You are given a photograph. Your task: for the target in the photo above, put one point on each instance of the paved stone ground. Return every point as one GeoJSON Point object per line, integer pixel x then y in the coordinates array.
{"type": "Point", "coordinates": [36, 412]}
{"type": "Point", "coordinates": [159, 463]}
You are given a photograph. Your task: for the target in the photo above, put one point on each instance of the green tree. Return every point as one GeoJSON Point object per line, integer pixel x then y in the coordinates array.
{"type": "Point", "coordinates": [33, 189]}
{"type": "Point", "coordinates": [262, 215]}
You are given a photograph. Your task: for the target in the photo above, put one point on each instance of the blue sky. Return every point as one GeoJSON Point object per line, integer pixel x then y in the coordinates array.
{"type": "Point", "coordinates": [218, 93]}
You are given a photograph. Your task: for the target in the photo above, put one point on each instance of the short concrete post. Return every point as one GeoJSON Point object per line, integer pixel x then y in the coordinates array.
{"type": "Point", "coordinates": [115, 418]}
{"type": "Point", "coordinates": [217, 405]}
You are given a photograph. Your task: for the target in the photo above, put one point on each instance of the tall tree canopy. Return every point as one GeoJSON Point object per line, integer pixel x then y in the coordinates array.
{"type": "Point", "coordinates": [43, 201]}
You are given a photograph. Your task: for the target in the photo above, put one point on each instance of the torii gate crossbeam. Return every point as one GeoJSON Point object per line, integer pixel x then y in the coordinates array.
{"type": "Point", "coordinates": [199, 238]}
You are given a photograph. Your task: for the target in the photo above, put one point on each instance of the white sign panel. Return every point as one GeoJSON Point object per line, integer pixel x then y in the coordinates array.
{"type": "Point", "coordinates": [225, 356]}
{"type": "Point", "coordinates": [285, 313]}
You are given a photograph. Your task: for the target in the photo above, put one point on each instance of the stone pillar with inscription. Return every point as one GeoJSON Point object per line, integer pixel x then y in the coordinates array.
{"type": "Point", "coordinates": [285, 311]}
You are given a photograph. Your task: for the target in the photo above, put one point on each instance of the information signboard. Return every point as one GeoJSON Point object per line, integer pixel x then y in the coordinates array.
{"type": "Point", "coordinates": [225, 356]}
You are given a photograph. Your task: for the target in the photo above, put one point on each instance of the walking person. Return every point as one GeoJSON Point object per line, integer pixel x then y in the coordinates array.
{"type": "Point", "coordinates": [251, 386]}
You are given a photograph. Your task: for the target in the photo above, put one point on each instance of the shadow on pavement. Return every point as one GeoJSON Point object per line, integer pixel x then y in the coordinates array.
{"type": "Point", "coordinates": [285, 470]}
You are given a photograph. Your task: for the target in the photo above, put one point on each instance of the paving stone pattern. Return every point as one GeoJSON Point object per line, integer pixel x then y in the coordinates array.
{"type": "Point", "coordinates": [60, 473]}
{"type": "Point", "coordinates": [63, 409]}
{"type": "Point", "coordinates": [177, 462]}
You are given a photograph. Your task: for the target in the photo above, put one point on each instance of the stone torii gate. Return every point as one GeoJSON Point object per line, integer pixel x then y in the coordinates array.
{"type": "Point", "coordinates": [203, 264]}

▬▬▬▬▬▬▬▬▬▬

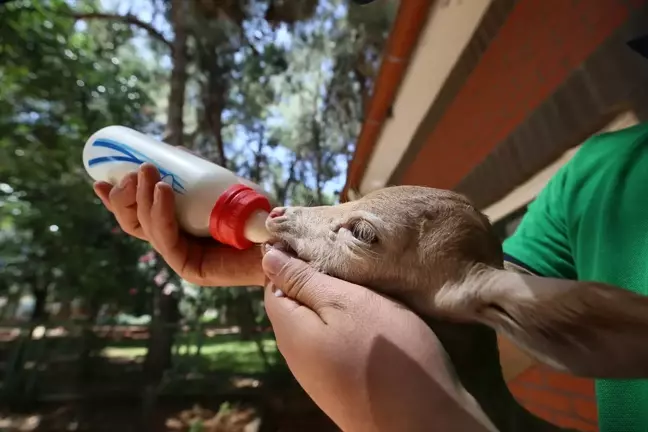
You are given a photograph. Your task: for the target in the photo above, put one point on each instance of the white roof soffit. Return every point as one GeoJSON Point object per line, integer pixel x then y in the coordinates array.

▬▬▬▬▬▬▬▬▬▬

> _What is needed_:
Report each line of the records that contains the word "tall", copying every such line in full.

> _Full response_:
You are given a photograph. Your task: for the target in the photo above, put one point on each instance of the tall tree canopy. Return every point as one GeoJSON Point object per line, integer pixel x then y in the coordinates array.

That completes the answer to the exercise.